■ Problem ■
Every line with "number" in it should be copied from the data.

Source data
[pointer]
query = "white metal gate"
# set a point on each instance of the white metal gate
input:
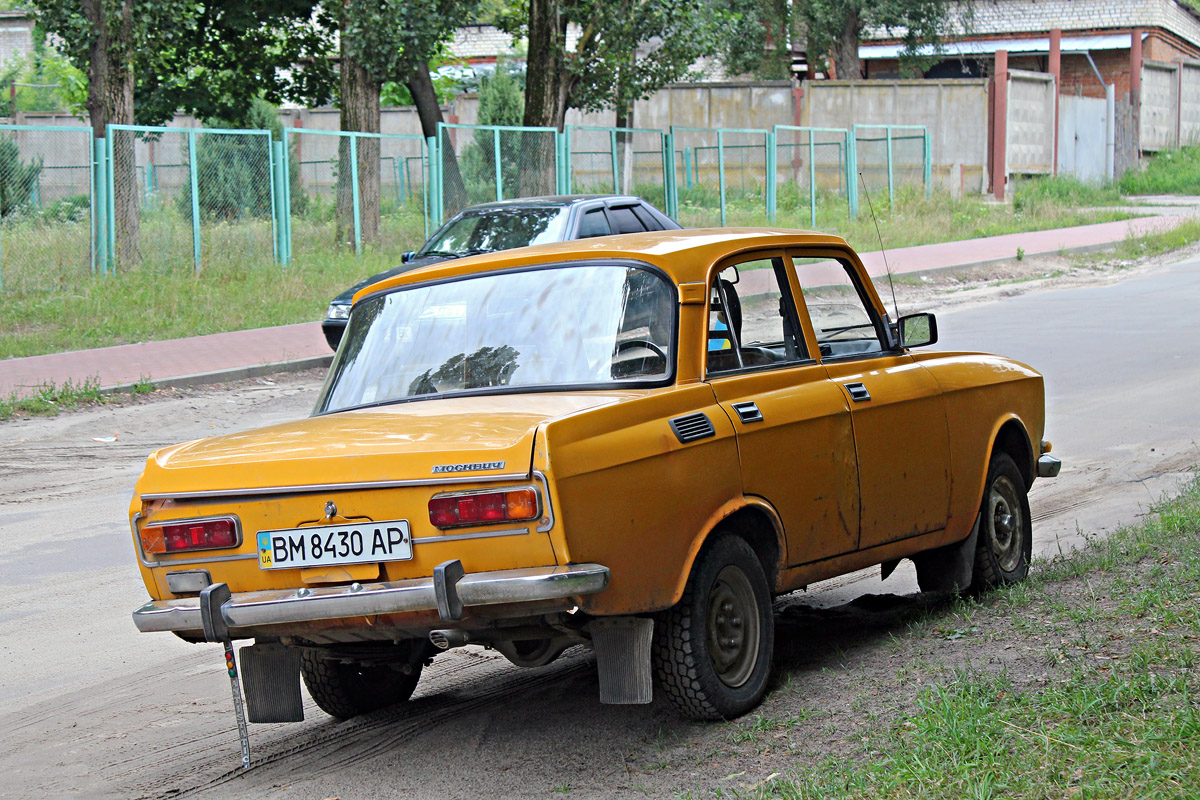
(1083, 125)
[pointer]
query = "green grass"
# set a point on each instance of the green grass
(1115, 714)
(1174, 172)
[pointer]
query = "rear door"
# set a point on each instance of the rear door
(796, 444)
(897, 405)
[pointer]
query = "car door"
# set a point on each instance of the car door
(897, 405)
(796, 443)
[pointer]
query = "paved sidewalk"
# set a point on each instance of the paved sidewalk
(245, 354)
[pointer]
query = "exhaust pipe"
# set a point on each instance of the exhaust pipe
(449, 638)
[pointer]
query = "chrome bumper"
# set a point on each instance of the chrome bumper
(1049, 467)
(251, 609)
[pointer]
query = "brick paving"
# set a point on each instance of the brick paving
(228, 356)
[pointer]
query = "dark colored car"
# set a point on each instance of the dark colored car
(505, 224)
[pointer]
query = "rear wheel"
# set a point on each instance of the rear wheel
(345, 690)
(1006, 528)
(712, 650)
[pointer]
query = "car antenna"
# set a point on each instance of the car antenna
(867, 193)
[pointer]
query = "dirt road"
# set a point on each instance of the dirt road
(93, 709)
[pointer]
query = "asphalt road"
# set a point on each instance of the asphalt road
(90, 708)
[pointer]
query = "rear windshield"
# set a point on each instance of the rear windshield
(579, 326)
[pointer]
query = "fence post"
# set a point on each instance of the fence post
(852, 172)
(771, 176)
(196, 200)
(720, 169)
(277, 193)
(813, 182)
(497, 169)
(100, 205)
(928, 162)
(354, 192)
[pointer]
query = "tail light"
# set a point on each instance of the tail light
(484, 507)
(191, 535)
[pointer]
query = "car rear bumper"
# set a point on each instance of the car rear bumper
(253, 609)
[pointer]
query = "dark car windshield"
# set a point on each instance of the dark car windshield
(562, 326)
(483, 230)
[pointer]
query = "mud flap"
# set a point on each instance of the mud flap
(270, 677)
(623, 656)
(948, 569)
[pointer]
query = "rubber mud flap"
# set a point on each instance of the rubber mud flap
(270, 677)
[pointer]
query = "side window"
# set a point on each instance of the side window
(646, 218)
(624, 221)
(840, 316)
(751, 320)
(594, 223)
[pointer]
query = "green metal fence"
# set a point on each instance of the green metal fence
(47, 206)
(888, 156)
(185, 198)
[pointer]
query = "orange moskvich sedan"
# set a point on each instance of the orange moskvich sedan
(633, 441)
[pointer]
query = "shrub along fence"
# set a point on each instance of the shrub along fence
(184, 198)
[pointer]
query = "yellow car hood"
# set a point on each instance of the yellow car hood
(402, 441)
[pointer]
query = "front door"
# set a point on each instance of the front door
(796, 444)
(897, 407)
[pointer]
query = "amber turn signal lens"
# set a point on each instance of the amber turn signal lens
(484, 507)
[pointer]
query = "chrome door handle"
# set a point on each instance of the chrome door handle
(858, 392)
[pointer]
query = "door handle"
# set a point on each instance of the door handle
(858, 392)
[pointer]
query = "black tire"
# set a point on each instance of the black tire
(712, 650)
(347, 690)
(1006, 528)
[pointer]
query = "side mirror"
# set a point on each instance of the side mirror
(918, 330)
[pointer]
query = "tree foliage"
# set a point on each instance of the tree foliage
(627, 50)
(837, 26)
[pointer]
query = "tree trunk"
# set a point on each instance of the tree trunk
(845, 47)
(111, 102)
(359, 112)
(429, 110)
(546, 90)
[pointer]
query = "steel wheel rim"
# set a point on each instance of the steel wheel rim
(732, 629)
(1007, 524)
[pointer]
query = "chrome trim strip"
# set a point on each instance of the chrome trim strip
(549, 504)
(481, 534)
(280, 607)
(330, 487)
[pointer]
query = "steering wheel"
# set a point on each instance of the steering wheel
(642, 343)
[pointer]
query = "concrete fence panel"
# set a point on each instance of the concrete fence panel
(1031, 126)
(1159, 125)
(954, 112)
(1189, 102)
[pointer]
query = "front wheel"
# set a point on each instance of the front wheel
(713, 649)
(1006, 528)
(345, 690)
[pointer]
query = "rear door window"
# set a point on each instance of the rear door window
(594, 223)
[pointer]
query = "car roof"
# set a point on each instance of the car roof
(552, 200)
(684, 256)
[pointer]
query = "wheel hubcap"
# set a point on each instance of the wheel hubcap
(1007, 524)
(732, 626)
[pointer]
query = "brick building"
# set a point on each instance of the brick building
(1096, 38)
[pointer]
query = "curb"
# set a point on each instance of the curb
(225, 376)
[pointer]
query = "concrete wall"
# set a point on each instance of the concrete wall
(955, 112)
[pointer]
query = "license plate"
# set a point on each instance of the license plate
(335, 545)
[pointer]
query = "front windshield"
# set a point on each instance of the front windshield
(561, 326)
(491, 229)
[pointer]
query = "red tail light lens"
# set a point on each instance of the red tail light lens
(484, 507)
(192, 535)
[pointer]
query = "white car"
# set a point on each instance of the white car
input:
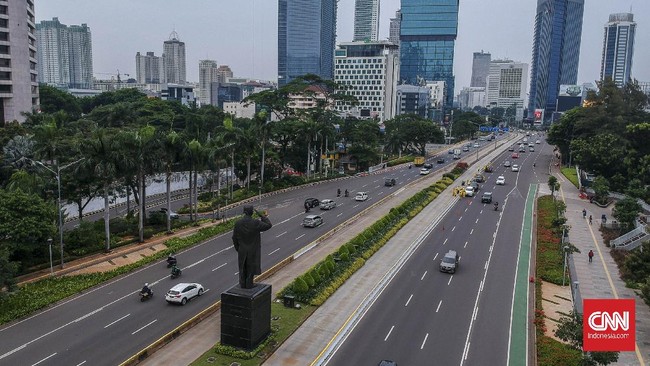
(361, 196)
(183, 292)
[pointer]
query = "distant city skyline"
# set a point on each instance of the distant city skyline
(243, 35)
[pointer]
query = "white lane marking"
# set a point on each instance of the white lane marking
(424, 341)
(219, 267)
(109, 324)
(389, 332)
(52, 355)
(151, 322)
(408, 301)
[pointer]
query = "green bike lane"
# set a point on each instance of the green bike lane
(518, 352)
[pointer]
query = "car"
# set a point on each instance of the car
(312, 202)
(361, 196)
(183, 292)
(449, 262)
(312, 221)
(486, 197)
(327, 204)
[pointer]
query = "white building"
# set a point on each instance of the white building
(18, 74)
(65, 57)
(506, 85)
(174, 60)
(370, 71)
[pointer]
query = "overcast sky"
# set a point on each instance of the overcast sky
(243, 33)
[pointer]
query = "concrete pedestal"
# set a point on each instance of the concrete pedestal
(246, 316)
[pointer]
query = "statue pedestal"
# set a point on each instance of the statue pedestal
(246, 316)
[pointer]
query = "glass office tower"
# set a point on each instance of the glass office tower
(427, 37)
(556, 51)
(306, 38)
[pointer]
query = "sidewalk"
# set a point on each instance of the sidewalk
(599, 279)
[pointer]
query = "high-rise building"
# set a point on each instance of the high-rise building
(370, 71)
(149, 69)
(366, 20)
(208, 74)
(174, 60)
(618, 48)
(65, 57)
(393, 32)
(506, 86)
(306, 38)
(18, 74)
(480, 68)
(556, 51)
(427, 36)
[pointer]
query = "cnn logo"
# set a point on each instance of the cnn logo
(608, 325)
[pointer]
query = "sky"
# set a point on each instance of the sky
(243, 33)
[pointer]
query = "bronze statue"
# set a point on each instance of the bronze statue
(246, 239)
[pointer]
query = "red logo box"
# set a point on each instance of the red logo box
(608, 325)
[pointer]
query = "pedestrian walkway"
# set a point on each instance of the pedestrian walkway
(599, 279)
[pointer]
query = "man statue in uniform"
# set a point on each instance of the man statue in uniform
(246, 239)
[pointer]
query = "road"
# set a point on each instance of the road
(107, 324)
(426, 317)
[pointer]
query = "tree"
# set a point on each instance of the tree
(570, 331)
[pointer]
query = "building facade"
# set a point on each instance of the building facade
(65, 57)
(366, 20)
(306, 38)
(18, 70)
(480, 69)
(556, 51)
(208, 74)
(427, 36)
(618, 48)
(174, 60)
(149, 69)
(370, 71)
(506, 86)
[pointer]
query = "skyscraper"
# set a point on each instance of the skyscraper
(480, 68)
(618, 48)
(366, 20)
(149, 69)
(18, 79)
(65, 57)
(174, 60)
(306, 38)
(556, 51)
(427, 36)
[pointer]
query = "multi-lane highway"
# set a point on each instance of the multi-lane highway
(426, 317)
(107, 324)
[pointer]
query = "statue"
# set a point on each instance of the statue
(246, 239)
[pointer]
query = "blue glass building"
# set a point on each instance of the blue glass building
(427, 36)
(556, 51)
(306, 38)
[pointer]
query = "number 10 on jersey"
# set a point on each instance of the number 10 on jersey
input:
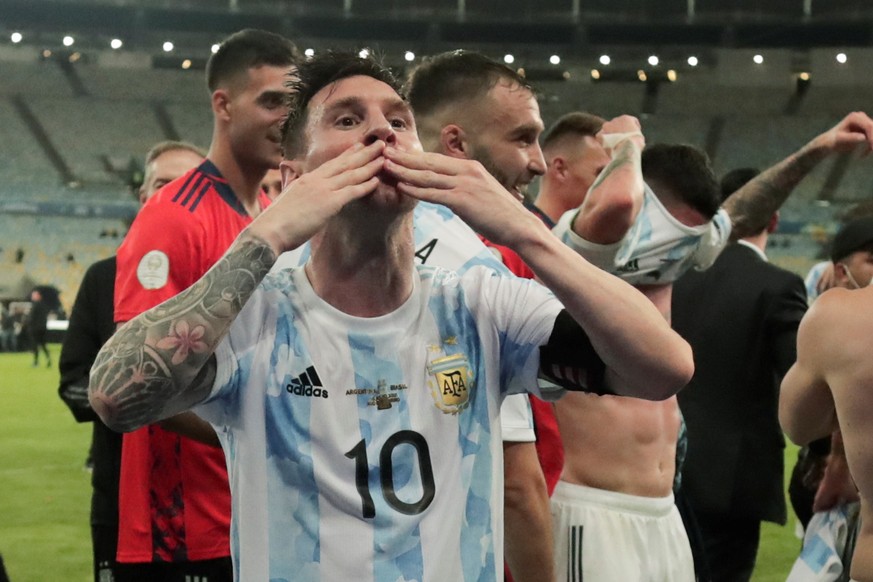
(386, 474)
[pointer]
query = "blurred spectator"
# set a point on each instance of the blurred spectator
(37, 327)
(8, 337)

■ Answer for this exercise ■
query = "number 10 on jersey"
# set a point on each instance of the number 10 on jersey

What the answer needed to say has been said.